- [Extrait à lire]:

L’apparition du cinématographe, par exemple, donne lieu à une remise en perspective de la mort. Marcel L’Herbier, qui conçoit cette technique comme une subtile machine-à-imprimer-la-vie, défend l’idée selon laquelle « lorsque ces appareils seront livrés au public, lorsque tous pourront photographier les êtres qui leur sont chers non plus dans leur forme immobile mais dans leur mouvement, dans leur action, dans leurs gestes familiers, avec la parole au bout des lèvres, la mort cessera d’être absolue » (La Poste du 30 décembre 1895, dans Banda et Moure, 2008, p. 41). Comme le phonographe, le cinématographe est en effet d’abord pensé comme une « machine à fantômes » (Baudouin et Berton, 2015) éternisant la vie et créant un pont avec le « monde des morts ». La technique photographique mobilise, elle aussi, de nombreux discours sur la capacité de l’image à rendre présent l’absent, à immortaliser ce qui a été (le fameux « ça-a-été » barthésien). L’image photographique est associée dans certains discours à un changement socioanthropologique à l’égard de la mort. Quelques intellectuels, à l’exemple de Roland Barthes, s’interrogent sur cette mutation perçue :

[…] la Mort, dans une société, il faut bien qu’elle soit quelque part; si elle n’est plus (ou est moins) dans le religieux, elle doit être ailleurs : peut-être dans cette image qui produit la Mort en voulant conserver la vie. Contemporaine du recul des rites, la Photographie correspondrait peut-être à l’intrusion, dans notre société moderne, d’une Mort asymbolique, hors religion, hors rituel, sorte de plongée brutale dans la Mort littérale.

1980, p. 144

Avec les images fixes et plus particulièrement avec les images mouvantes, cette « victoire » sur la mort et ce nouveau commerce avec « de singuliers fantômes en mouvement animés par leur impulsion » (Tannenbaum, 1913-1914, dans Banda et Moure, 2008, p. 244) s’accompagnent rapidement d’un « désir lugubre du spectacle de l’horreur, de la lutte et de la mort » et d’« images brulantes et sanglantes de feu et de mort, d’horreur et de terreur que tous les yeux tètent jusqu’à satiété » (Serner, 1913, dans Banda et Moure, 2008, p. 307). À la même époque, Sigmund Freud, dans Notre attitude à l’égard de la mort, décèle également certaines possibilités, en lien avec la mort, offertes par le monde fictionnel. Il y voit un rôle substitutif, protecteur et réconciliateur avec la mort :

Nous y trouvons encore des hommes qui savent mourir et s’entendent à faire mourir les autres. Là seulement se trouve remplie la condition à la faveur de laquelle nous pourrions nous réconcilier avec la mort. […] Mais dans le domaine de la fiction nous trouvons cette multiplicité de vie dont nous avons besoin. Nous nous identifions avec un héros dans sa mort, et cependant nous lui survivons, tout prêts à mourir aussi inoffensivement une autre fois, avec un autre héros.

- [Tâche à réaliser]: Dites si chacun des énoncés suivants concorde avec l'extrait sur l'image et la mort, en répondant par oui ou par non et en citant exactement les mots du texte qui tranchent : (a) Marcel L'Herbier conçoit le cinématographe comme une machine-à-imprimer-la-vie ; (b) Barthes rattache la photographie à une époque où les rites gagnent du terrain ; (c) dans le passage de Freud, nous ne survivons pas au héros avec lequel nous nous identifions dans sa mort.

- [Données enregistrées]:

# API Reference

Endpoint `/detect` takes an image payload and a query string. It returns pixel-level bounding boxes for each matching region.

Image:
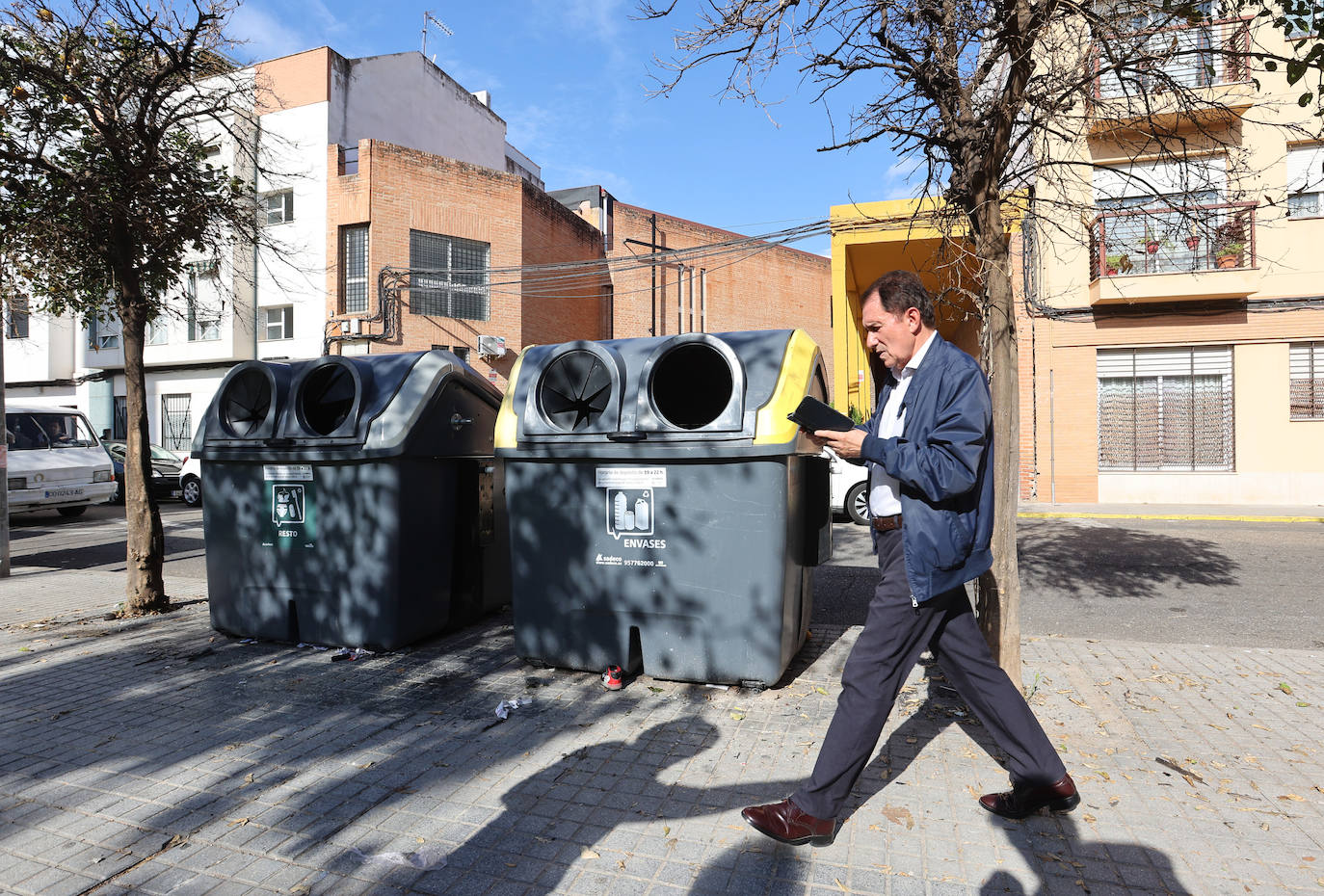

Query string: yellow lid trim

- [Problème résolu]:
(a) Oui : « qui conçoit cette technique comme une subtile machine-à-imprimer-la-vie ».
(b) Non : « Contemporaine du recul des rites ».
(c) Non : « Nous nous identifions avec un héros dans sa mort, et cependant nous lui survivons ».